Text:

■ ■ ■ ■

IMHO, the main problem with the intermediates I play against is playing far too many conventions without understanding when the conventions should be used, the followups, etc.  I'd say half of the people I play with at the local club would be better off if they completely forgot Jacoby 2NT, Splinters, cue bids, support doubles, and anything more complex.  Blackwood, Stayman, transfers to the majors over 1NT, takeout doubles, maybe 1NT forcing.  When they're good at that, then add the other systems one at a time.

Huh?

Support doubles are like bread and butter to bidding. In my opinion, they should be taught right after takeout doubles, stayman, and transfers.

As someone who was a a beginner like 2.5 years ago, I don't know that some of the advice here is really in tune.

Bidding slams is FUN. If you make it, you feel good. If you don't, its a learning experience. JT had a story about some beginner who was bummed for 3 boards. Oh well. If the slam HAD made, what do you think the beginner would have remembered? The 3 boards she played okay on, or that she BID AND MADE A SLAM!! ?

The key thing is to try and then learn what went wrong. Learn to evaluate your hand, sources of tricks is a lot more important than HCP. Don't go crazy with conventions, just listen to the auction and try to evaluate your hand. I don't know that even learning regular blackwood has any point. Just start with RKC or kickback and only ever know that. Slam bidding IS a lot easier with 2/1 being a GF, but its doable in standard too.

All the discussion of %'s and such doesn't matter when you are learning. You learn by trying and either succeeding or failing. The main point is to look at what worked and what didn't so you learn from it. If you play 100 sessions but never examine what was good and bad, you will improve a lot less than playing 25 sessions and examining what happened on each board and how you or your partner could have known to do something better.

I remember being SO excited when I bid and made 7 NT for the first time (it took 2 attempts, the first time it splattered on a 5-0 diamond break) after like 3 months of playing. When you are new, everything should be exciting. Heck it should be still be exciting as an expert, why play otherwise? :) So if people tell you not to bid slams.. just shrug and move on. How are you going to learn other than by trying?

The only conventions I consider really hard to do without in slam bidding are:
RKC (kickback preferably, especially for minor suit slams)
Splinters
2/1 Game Force and the concept of fast arrival
Jacoby 2NT is nice but not omg critical
Super not useful: Regular blackwood. 4NT is almost always better (imo) as quantitative or something else.

■ ■ ■ ■

Stored records:
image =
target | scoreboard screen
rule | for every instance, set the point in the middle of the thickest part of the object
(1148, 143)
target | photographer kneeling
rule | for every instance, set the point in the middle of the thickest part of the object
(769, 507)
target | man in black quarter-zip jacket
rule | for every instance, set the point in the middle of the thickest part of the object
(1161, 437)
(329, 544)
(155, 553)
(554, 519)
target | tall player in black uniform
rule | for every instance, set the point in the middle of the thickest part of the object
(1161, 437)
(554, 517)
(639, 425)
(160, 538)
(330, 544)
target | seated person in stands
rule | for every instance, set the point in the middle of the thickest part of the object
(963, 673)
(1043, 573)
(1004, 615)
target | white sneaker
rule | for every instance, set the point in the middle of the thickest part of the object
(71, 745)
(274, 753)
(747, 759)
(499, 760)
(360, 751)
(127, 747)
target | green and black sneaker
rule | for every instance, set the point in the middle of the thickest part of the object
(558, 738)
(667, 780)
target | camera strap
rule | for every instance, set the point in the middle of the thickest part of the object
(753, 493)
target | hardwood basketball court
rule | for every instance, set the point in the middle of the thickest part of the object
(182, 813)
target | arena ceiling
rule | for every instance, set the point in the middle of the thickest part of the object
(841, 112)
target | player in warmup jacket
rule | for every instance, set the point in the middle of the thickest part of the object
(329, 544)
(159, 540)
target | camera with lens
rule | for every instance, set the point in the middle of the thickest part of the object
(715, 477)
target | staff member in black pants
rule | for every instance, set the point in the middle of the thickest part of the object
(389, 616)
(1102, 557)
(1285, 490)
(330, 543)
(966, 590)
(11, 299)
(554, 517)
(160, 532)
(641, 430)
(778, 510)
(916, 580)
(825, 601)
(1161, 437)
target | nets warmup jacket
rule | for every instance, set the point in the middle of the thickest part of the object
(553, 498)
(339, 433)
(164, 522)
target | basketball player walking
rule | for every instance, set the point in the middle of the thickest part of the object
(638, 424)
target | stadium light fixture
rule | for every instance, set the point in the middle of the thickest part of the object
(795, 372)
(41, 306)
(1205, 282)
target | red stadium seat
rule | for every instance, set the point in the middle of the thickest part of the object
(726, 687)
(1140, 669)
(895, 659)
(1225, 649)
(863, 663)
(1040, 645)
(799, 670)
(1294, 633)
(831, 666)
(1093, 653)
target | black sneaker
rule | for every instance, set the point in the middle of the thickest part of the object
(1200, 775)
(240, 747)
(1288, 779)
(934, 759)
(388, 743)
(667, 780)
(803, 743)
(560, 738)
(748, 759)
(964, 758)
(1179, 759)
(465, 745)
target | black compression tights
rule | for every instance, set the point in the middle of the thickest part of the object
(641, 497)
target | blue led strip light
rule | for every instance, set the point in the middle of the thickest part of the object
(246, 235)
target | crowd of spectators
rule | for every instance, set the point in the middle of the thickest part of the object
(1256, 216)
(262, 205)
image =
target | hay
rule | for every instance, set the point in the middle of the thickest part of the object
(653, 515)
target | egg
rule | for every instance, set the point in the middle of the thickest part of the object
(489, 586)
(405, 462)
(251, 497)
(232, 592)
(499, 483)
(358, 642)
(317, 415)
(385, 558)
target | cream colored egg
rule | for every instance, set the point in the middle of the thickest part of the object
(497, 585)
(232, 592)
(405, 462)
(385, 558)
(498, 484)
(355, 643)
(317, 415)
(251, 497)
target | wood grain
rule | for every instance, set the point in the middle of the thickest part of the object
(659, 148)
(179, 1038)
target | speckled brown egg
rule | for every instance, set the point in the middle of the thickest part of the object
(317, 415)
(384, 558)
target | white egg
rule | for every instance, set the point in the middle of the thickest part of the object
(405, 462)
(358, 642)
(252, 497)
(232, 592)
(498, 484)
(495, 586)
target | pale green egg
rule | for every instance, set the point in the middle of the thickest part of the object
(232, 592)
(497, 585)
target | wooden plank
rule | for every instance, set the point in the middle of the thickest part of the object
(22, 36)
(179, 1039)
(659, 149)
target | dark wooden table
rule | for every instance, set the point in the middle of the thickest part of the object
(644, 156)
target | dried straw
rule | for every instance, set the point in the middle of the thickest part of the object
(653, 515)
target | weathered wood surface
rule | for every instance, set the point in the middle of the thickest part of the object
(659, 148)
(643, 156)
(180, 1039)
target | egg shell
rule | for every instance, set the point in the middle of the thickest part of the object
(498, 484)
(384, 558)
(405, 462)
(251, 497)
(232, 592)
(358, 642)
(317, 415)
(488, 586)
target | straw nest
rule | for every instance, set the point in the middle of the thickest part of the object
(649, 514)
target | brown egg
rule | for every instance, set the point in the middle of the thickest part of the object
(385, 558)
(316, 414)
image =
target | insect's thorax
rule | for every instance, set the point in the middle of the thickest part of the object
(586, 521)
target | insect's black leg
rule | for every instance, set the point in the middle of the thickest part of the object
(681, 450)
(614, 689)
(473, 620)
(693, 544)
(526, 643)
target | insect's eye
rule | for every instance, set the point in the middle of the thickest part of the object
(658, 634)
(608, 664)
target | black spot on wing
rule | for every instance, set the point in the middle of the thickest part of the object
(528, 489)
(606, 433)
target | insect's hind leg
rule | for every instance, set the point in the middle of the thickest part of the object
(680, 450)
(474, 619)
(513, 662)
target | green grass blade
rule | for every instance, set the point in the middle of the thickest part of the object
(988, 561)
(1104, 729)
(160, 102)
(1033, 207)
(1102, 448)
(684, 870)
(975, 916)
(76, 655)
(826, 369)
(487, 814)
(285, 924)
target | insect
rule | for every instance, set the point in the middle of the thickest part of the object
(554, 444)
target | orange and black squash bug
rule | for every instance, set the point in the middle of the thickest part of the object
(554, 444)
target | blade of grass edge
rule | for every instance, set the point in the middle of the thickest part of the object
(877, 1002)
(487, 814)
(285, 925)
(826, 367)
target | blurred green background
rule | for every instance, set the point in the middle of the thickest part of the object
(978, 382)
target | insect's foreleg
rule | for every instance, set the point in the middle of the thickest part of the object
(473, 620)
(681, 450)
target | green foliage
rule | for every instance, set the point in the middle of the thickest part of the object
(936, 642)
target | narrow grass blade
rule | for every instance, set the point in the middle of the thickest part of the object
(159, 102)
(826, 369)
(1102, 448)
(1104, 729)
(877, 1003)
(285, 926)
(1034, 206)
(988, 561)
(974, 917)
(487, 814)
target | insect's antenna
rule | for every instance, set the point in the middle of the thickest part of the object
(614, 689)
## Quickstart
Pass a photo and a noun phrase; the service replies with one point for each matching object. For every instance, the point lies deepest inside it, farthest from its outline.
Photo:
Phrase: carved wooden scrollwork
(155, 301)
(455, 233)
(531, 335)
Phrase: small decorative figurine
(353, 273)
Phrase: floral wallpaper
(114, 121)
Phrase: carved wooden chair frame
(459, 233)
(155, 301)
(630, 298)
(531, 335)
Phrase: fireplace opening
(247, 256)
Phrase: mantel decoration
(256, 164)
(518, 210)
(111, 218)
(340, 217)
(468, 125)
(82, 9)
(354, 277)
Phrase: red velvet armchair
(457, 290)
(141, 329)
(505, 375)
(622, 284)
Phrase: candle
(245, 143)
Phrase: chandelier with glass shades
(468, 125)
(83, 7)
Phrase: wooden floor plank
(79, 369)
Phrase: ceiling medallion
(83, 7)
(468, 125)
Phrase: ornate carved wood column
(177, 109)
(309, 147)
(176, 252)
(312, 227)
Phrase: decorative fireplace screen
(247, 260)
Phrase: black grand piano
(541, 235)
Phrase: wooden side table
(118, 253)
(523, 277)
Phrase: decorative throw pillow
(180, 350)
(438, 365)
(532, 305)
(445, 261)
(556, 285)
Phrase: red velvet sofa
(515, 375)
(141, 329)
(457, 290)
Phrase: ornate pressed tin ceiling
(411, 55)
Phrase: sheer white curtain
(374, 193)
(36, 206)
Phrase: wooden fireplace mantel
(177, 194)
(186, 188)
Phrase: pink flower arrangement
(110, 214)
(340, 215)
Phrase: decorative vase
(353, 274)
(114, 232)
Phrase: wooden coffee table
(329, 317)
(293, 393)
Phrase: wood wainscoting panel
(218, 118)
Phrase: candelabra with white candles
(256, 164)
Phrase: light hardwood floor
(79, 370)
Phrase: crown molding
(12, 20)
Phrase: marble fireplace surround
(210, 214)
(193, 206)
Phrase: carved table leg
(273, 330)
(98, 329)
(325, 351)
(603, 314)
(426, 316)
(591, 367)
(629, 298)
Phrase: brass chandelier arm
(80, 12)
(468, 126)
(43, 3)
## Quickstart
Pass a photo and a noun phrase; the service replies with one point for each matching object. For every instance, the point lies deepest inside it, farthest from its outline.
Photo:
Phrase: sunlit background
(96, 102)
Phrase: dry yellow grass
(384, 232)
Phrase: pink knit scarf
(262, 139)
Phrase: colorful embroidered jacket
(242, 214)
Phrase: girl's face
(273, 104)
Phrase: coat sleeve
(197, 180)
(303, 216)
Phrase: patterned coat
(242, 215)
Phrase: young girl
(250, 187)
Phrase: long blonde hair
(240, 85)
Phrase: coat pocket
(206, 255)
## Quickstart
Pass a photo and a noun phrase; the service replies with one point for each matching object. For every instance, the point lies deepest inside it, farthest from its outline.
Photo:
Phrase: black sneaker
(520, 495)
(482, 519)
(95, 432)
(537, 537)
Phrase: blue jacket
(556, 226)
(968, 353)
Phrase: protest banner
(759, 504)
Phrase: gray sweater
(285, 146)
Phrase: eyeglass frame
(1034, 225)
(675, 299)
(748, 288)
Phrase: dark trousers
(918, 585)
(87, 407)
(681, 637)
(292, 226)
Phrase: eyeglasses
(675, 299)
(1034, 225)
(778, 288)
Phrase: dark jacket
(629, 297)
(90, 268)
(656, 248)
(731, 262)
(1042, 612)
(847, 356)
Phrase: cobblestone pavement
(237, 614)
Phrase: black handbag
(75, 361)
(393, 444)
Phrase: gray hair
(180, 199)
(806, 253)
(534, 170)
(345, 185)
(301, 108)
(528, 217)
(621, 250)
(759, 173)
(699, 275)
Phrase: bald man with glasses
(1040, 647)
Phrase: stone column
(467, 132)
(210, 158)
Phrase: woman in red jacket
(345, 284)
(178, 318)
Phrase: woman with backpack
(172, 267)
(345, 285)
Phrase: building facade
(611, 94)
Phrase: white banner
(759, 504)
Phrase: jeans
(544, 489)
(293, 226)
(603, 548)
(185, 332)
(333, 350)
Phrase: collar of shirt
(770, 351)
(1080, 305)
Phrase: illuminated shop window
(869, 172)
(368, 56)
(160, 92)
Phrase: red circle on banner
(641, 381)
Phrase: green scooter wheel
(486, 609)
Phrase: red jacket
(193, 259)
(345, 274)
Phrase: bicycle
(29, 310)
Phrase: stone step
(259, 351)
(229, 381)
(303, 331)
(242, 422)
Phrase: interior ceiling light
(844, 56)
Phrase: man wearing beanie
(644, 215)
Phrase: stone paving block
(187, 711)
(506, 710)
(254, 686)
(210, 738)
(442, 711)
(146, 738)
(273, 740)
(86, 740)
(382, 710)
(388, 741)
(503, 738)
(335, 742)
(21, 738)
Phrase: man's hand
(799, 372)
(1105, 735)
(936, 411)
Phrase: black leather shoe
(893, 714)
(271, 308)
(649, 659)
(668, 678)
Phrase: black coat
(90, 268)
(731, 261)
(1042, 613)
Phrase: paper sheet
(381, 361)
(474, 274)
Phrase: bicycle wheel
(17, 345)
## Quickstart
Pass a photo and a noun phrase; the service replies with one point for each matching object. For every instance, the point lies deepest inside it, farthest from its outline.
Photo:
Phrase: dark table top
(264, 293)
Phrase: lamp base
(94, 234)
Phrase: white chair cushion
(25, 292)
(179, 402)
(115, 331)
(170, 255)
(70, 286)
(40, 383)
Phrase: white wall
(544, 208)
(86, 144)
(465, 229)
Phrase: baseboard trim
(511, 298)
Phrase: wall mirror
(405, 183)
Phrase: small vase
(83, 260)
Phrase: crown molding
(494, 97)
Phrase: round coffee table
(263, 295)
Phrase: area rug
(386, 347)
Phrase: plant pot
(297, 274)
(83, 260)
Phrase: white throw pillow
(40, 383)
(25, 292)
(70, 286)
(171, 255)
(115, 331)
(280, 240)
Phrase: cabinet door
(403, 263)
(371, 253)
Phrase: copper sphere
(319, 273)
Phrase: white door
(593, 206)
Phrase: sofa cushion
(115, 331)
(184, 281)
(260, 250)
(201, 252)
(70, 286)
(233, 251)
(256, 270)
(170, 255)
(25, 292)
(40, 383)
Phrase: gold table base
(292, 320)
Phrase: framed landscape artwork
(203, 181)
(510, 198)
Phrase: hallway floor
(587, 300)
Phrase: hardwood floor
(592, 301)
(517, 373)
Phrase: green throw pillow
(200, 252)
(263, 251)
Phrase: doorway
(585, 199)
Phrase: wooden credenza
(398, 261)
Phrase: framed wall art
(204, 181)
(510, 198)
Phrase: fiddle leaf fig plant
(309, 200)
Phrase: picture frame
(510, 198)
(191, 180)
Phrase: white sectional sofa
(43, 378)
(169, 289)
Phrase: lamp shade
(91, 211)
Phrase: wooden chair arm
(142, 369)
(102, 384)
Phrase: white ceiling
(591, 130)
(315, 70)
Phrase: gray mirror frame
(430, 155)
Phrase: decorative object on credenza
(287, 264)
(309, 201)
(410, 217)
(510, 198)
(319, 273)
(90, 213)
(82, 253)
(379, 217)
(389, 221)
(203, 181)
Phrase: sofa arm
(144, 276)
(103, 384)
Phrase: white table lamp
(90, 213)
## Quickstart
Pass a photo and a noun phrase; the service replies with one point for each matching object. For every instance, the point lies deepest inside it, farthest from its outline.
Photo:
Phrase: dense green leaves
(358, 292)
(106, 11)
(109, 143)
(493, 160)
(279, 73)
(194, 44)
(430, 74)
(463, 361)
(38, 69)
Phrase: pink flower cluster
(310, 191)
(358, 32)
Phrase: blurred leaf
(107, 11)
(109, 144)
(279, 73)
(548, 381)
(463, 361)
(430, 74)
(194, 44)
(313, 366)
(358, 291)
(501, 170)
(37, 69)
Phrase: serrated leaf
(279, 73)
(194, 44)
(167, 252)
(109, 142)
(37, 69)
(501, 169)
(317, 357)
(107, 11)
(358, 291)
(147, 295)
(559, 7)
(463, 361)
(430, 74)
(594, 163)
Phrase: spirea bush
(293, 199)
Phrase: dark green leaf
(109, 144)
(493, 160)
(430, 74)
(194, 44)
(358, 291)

■ ■ ■ ■

What you will do:
1. In the bridge discussion, what caused the writer's first attempt at 7 NT to fail?
2. Quote the part of the bridge discussion that opens with the words containing "IMHO, the main" and closes with "stayman, and transfers.".
The records come from a different source than the bridge discussion.

Answer set:
1. A 5-0 diamond break.

2.
IMHO, the main problem with the intermediates I play against is playing far too many conventions without understanding when the conventions should be used, the followups, etc.  I'd say half of the people I play with at the local club would be better off if they completely forgot Jacoby 2NT, Splinters, cue bids, support doubles, and anything more complex.  Blackwood, Stayman, transfers to the majors over 1NT, takeout doubles, maybe 1NT forcing.  When they're good at that, then add the other systems one at a time.

Huh?

Support doubles are like bread and butter to bidding. In my opinion, they should be taught right after takeout doubles, stayman, and transfers.